Excerpted text |
----

My level of paranoia walks the line between 'healthy respect of my surroundings' and 'seek mental help.' Part of this is due to my childhood. I grew up in a valley, with no neighbors visible on any side. Deer in the back yard, squirrels with an overdeveloped sense of entitlement, and lots and lots and lots of trees. The kind of place where, if one chose to skinny dip at three in the afternoon, that was perfectly okay because no one would ever, ever see you. (Not that anyone ever did. I'm just saying.)

But this woodsy isolation had a dark side. I don't remember the exact time we were first burgled, but I remember the second time. We came home from Gram's house (Dad was fishing) and started to unpack. We were half-done when Mom noticed that the front door jam was busted. And we panicked and, to quote Grover the Monster, "ran like furry bunny rabbits." This was before cell phones (like they would have worked in the country anyway) so we raced to the neighbor's house and called the police.

The general consensus was that the burglars were still in the house when we came home, because there were a whole lot of tools and jewels (hey, a rhyme!) left upstairs when the police did a security check. That's right. We were in the house with robbers, and didn't even know it (although you can bet they did).

After that, Mom started hiding the jewelery that had survived two robberies. I'm not going to tell you where, either, because that's where I hide some of mine. But she lost most of her family heirloom pieces. It still hurts if she thinks about it too much.

After that, we got more vigilant. By this time, I was old enough to hang out by myself after school. I kept a knife on my belt at all times when I was alone, because even though we lived in the middle of nowhere, clearly people still knew where we were.

My sophomore year, it got worse. Mom picked me up from play practice one day, three weeks before Christmas and a few days before Dad's birthday, in furious tears. We'd been robbed - again - but this time was the worst.

They took her grandfather clock. That her father had given her. It had survived two burglaries and a fire, only to be carted out by some idiots doing their Christmas shopping.

That's right. I said Christmas shopping. All our carefully wrapped presents - gone. All Dad's birthday presents, gone. The grandfather clock, gone.

But these weren't your average idiots, oh no. They took weird things, odd things. They took my sister's New Kids On The Block big button from the top of her dresser. A few toys were gone, and a lot of my cheap sterling silver rings and things walked off.

This was a family affair. These robbers brought their kids in and did their Christmas shopping in our house. Who the hell else would take a NKOTB button but leave the collectibles that were worth hundreds of dollars? The bastards even took groceries, leaving the fridge door open.

----

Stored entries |
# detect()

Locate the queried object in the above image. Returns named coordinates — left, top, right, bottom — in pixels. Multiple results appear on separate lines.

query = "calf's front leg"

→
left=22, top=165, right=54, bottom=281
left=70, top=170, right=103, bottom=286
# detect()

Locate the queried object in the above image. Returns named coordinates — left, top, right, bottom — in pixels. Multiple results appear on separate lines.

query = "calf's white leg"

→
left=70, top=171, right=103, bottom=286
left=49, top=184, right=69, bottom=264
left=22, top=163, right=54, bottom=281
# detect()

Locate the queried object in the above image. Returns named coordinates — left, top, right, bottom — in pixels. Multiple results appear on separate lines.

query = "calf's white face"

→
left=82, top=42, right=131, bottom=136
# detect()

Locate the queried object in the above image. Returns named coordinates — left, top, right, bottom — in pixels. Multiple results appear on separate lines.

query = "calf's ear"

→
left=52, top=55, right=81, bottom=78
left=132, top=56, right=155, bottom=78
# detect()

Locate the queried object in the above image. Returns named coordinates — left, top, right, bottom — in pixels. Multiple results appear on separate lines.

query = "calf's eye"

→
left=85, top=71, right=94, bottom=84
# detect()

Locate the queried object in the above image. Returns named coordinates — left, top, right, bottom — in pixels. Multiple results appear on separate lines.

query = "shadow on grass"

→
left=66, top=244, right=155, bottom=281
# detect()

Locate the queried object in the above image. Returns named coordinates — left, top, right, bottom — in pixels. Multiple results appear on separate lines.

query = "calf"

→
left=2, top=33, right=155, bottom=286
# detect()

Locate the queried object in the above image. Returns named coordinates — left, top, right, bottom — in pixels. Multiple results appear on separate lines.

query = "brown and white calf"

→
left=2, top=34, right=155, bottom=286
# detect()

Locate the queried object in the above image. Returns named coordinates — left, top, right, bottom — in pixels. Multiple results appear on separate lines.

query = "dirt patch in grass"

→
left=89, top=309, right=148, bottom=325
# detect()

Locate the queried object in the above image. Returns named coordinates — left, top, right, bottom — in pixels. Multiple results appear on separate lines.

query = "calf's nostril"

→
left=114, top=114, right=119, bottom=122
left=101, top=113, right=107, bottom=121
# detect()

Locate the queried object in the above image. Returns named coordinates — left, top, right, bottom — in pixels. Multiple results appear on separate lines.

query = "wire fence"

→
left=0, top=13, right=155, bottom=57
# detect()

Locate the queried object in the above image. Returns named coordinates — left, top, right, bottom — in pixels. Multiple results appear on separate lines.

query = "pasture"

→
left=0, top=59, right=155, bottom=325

----

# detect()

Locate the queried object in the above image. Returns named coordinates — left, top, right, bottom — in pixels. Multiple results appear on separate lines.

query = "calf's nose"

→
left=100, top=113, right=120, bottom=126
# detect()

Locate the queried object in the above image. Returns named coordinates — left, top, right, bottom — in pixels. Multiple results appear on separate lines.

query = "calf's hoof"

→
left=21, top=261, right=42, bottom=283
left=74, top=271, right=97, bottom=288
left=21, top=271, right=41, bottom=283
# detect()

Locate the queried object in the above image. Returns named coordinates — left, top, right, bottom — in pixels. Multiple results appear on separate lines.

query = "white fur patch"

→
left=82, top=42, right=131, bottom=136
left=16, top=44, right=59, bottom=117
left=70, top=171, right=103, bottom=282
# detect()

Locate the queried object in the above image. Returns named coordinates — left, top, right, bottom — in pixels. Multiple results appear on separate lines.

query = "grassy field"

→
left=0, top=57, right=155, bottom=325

----

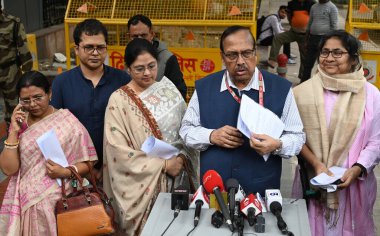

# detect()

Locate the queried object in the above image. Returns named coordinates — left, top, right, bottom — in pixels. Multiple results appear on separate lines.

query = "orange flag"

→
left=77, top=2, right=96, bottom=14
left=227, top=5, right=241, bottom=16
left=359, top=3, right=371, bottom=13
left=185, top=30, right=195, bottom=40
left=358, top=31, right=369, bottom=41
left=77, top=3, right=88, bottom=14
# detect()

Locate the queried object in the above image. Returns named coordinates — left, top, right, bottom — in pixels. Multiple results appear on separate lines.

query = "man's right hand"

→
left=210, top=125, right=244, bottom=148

----

Request | Can you reproduce, word for word, the part of the account of the break-ins that runs from "They took her" to "their Christmas shopping."? Rely only on the account of the break-ins, nothing else.

Answer in full |
They took her grandfather clock. That her father had given her. It had survived two burglaries and a fire, only to be carted out by some idiots doing their Christmas shopping.